-- The task --
All the data should come back exactly as it was given.

-- Records to process --
========================================================================

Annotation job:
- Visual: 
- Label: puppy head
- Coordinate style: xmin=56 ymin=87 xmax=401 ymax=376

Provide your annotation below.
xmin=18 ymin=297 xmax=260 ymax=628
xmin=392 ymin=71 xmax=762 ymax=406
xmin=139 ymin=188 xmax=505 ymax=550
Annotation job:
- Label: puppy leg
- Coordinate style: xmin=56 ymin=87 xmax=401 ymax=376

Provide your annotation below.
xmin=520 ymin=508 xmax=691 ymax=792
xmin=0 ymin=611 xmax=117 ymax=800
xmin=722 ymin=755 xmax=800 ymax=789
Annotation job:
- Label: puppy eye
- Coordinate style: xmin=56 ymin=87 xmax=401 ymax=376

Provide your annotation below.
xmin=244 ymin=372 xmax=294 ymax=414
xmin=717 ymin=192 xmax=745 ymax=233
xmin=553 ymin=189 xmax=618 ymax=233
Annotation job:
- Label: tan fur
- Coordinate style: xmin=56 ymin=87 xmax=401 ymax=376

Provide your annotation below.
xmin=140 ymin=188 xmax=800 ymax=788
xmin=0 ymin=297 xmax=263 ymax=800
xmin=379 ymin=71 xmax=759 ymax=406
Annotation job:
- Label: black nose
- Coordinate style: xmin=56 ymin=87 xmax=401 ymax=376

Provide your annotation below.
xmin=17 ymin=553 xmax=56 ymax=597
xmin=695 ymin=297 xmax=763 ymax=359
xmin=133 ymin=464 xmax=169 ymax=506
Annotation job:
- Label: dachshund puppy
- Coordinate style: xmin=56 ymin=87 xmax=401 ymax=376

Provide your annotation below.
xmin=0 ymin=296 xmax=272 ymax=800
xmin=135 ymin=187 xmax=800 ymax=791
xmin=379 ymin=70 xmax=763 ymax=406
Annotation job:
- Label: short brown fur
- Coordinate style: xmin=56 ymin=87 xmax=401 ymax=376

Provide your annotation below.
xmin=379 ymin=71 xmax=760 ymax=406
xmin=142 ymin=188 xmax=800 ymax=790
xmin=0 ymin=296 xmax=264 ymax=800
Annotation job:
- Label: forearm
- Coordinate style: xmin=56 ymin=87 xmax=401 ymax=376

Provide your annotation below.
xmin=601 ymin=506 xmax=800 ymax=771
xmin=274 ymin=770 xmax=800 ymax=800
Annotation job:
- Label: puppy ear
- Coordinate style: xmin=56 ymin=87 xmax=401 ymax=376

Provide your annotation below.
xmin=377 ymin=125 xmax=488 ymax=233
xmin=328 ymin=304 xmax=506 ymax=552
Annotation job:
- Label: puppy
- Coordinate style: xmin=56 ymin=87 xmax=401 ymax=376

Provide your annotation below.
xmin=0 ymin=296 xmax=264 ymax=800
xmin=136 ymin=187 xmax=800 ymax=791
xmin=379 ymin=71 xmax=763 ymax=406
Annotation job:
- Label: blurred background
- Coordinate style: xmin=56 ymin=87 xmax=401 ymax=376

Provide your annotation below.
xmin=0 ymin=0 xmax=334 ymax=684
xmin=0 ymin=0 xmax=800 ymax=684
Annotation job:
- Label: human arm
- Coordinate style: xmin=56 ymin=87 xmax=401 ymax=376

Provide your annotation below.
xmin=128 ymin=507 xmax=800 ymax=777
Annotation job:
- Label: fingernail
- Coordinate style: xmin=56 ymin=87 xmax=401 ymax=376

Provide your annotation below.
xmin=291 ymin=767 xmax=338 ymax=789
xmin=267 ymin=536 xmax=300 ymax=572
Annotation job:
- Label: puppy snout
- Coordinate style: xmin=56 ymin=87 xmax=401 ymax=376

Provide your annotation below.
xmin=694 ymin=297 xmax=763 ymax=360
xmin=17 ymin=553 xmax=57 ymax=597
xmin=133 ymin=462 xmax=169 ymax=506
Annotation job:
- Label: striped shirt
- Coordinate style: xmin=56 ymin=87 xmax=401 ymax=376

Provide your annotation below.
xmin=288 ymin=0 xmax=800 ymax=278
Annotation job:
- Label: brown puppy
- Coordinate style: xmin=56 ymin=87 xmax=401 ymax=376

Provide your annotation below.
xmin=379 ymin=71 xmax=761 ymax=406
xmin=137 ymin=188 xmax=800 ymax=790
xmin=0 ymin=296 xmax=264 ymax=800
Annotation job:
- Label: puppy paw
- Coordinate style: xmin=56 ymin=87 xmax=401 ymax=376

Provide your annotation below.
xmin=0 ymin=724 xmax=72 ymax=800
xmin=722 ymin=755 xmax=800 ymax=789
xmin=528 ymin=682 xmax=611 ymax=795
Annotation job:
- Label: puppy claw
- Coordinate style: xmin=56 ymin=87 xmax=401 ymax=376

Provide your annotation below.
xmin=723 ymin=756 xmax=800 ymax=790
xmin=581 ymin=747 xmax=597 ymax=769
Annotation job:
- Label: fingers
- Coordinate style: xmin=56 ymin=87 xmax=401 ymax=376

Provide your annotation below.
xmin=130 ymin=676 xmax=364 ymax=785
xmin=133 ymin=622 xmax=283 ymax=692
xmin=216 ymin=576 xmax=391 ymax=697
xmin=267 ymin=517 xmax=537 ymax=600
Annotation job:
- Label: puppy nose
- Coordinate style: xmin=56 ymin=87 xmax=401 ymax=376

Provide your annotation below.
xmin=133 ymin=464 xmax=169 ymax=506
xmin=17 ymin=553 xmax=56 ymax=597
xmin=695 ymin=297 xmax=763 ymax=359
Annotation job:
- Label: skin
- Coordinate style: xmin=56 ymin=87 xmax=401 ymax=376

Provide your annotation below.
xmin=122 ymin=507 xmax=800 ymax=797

========================================================================

-- Output for this task --
Annotation job:
- Visual: 
- Label: puppy head
- Coordinate style: xmin=56 ymin=87 xmax=401 ymax=376

Provide your annotation below.
xmin=18 ymin=297 xmax=260 ymax=628
xmin=392 ymin=71 xmax=762 ymax=406
xmin=139 ymin=188 xmax=505 ymax=550
Annotation job:
- Label: puppy leg
- Coordinate style: xmin=56 ymin=87 xmax=401 ymax=376

Provide your annotation below.
xmin=520 ymin=508 xmax=691 ymax=792
xmin=0 ymin=611 xmax=117 ymax=800
xmin=722 ymin=755 xmax=800 ymax=789
Annotation job:
- Label: puppy eye
- Coordinate style: xmin=56 ymin=87 xmax=401 ymax=376

Provide your annotation below.
xmin=244 ymin=372 xmax=294 ymax=414
xmin=717 ymin=192 xmax=745 ymax=233
xmin=553 ymin=189 xmax=618 ymax=233
Annotation job:
- Label: tan fur
- Coordinate style: xmin=56 ymin=87 xmax=401 ymax=376

Provide your annotation below.
xmin=140 ymin=188 xmax=800 ymax=788
xmin=0 ymin=297 xmax=263 ymax=800
xmin=379 ymin=71 xmax=759 ymax=406
Annotation job:
- Label: black nose
- Coordinate style: xmin=56 ymin=87 xmax=401 ymax=376

Provide your annotation below.
xmin=17 ymin=553 xmax=56 ymax=597
xmin=695 ymin=297 xmax=763 ymax=359
xmin=133 ymin=464 xmax=169 ymax=506
Annotation job:
- Label: dachshund puppy
- Coordinate style: xmin=56 ymin=87 xmax=401 ymax=376

Provide your annotation below.
xmin=0 ymin=296 xmax=272 ymax=800
xmin=135 ymin=187 xmax=800 ymax=791
xmin=379 ymin=70 xmax=763 ymax=406
Annotation job:
- Label: short brown fur
- Coordinate style: xmin=56 ymin=87 xmax=401 ymax=376

Provide your annotation below.
xmin=379 ymin=71 xmax=760 ymax=406
xmin=142 ymin=188 xmax=800 ymax=790
xmin=0 ymin=296 xmax=264 ymax=800
Annotation job:
- Label: forearm
- Coordinate style: xmin=56 ymin=87 xmax=401 ymax=376

Provide your annotation below.
xmin=601 ymin=506 xmax=800 ymax=771
xmin=274 ymin=770 xmax=800 ymax=800
Annotation job:
- Label: puppy ear
- Coordinate style: xmin=56 ymin=87 xmax=401 ymax=376

Provide your annotation below.
xmin=377 ymin=125 xmax=488 ymax=233
xmin=328 ymin=304 xmax=506 ymax=552
Annotation job:
- Label: puppy
- Coordinate style: xmin=56 ymin=87 xmax=401 ymax=376

Provide your annotation below.
xmin=0 ymin=296 xmax=264 ymax=800
xmin=136 ymin=187 xmax=800 ymax=791
xmin=379 ymin=71 xmax=763 ymax=406
Annotation job:
- Label: blurred background
- Coordinate style: xmin=56 ymin=87 xmax=401 ymax=376

Provide your annotation below.
xmin=0 ymin=0 xmax=334 ymax=684
xmin=0 ymin=0 xmax=800 ymax=684
Annotation job:
- Label: human arm
- Coordinate style: xmin=56 ymin=87 xmax=401 ymax=376

Provide your annotation below.
xmin=128 ymin=507 xmax=800 ymax=777
Annotation job:
- Label: fingernail
- Coordinate style: xmin=56 ymin=87 xmax=401 ymax=376

Provide your annotation below.
xmin=291 ymin=767 xmax=338 ymax=789
xmin=267 ymin=536 xmax=300 ymax=572
Annotation job:
- Label: puppy snout
- Coordinate style: xmin=56 ymin=87 xmax=401 ymax=376

Provide your annotation below.
xmin=694 ymin=297 xmax=763 ymax=360
xmin=17 ymin=553 xmax=57 ymax=597
xmin=133 ymin=462 xmax=169 ymax=506
Annotation job:
- Label: striped shirt
- Coordinate style: xmin=56 ymin=87 xmax=401 ymax=376

Provide your annotation below.
xmin=288 ymin=0 xmax=800 ymax=278
Annotation job:
- Label: brown puppy
- Coordinate style: xmin=56 ymin=87 xmax=401 ymax=376

Provide your annotation below.
xmin=379 ymin=71 xmax=761 ymax=406
xmin=137 ymin=188 xmax=800 ymax=790
xmin=0 ymin=296 xmax=264 ymax=800
Annotation job:
- Label: puppy paw
- Coordinate style: xmin=56 ymin=87 xmax=401 ymax=376

Provide your annotation below.
xmin=0 ymin=724 xmax=72 ymax=800
xmin=722 ymin=755 xmax=800 ymax=789
xmin=528 ymin=682 xmax=611 ymax=795
Annotation job:
- Label: puppy claw
- Coordinate style: xmin=56 ymin=87 xmax=401 ymax=376

Provide your annotation below.
xmin=723 ymin=756 xmax=800 ymax=790
xmin=581 ymin=747 xmax=597 ymax=769
Annotation job:
- Label: fingers
- Coordinate style: xmin=56 ymin=87 xmax=401 ymax=376

Provide your annotation below.
xmin=130 ymin=676 xmax=364 ymax=785
xmin=133 ymin=622 xmax=283 ymax=692
xmin=216 ymin=576 xmax=391 ymax=697
xmin=267 ymin=517 xmax=537 ymax=600
Annotation job:
- Label: puppy nose
- Coordinate style: xmin=56 ymin=87 xmax=401 ymax=376

Provide your annotation below.
xmin=133 ymin=464 xmax=169 ymax=506
xmin=17 ymin=553 xmax=56 ymax=597
xmin=695 ymin=297 xmax=763 ymax=359
Annotation job:
- Label: skin
- Coordinate style: xmin=56 ymin=87 xmax=401 ymax=376

Provide your annotation below.
xmin=122 ymin=507 xmax=800 ymax=797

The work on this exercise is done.